— Task objective —
All of the entries must appear again exactly as written.

— Entries provided —
"""

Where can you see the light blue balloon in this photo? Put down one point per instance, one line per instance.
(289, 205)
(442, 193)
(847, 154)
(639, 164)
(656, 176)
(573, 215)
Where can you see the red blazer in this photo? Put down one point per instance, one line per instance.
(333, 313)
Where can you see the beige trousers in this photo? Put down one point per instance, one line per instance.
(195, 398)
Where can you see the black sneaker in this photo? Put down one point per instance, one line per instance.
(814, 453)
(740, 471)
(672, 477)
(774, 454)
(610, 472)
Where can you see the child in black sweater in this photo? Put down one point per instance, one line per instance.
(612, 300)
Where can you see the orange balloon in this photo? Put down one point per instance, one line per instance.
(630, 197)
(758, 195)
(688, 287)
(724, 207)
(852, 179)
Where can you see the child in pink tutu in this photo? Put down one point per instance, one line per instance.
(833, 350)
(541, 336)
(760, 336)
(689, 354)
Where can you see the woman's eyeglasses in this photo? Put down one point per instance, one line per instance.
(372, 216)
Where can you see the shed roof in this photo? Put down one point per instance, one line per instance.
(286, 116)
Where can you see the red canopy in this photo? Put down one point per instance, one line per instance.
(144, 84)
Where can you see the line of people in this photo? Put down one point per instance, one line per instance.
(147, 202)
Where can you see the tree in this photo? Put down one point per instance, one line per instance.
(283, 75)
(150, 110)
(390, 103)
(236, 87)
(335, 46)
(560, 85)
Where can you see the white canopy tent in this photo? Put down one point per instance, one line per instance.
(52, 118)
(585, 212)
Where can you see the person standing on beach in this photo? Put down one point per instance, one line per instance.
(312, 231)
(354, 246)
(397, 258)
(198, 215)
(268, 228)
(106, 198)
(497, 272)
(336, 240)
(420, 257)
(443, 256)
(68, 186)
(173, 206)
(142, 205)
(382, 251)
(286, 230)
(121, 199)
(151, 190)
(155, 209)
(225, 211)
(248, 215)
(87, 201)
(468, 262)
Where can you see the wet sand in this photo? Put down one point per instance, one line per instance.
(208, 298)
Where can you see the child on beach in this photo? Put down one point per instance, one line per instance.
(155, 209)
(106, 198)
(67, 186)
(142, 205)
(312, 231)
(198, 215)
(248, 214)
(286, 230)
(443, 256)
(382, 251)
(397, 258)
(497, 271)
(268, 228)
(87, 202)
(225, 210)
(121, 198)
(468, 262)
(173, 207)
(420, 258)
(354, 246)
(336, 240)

"""

— Exercise result —
Where can you see the light blue balloon in this photo? Put down one point per instance, one line per instance.
(289, 205)
(442, 193)
(847, 154)
(639, 164)
(656, 176)
(573, 215)
Where can you see the red blazer in this photo? Put down one point per instance, one line per instance.
(333, 313)
Where can you see the beige trousers in this photo? Put down one point per instance, one line per instance.
(195, 398)
Where can you see the black sneaker in this photo? Put down one point per instance, one line per instance.
(814, 453)
(740, 471)
(672, 477)
(774, 454)
(610, 472)
Where can you see the child in black sweater in this photo? Put down one point per instance, one line per instance.
(612, 300)
Where can you see the orange balloon in this photo? Put down one point per instance, one line per instance.
(630, 197)
(758, 195)
(688, 287)
(724, 207)
(852, 179)
Where can you see the child in pink tutu in this photo? Put down one point per instance, one line per instance.
(833, 350)
(541, 336)
(760, 336)
(689, 354)
Where can you see the woman's eyeglasses in this photo? Put down one point per instance, one line per instance.
(372, 216)
Where can you see the shed roof in this photo? Put down one point per instance, one line per instance.
(286, 116)
Where can you see the red canopy in this photo? Put down one point per instance, one line per instance.
(144, 84)
Where can you see the line of people in this photo? Put down one point per instance, one line per instance.
(147, 202)
Where can you see the tree in this photo? Put down one point per instance, one line per instance.
(283, 75)
(150, 110)
(390, 103)
(236, 87)
(335, 46)
(560, 85)
Where can you see the white canopy tent in this photo? Put down one point per instance, one line per instance.
(52, 118)
(585, 212)
Where can you see the person standing on beach in this photo? Put down one point per instance, one line per instance.
(312, 231)
(354, 246)
(397, 258)
(198, 215)
(268, 228)
(106, 198)
(497, 272)
(336, 240)
(420, 257)
(443, 256)
(68, 186)
(173, 206)
(142, 205)
(382, 251)
(286, 230)
(121, 199)
(151, 190)
(155, 209)
(225, 211)
(248, 215)
(87, 201)
(468, 262)
Where can you see the wet sand in this photo? Put down one point per instance, one line per instance.
(208, 298)
Where can you see the child on beach in this photo? Put down one point per instance, one line per instance.
(155, 209)
(106, 198)
(67, 186)
(142, 205)
(312, 231)
(198, 215)
(248, 214)
(286, 230)
(443, 256)
(382, 251)
(397, 258)
(497, 271)
(268, 228)
(87, 202)
(225, 210)
(121, 198)
(468, 262)
(173, 207)
(420, 258)
(354, 246)
(336, 240)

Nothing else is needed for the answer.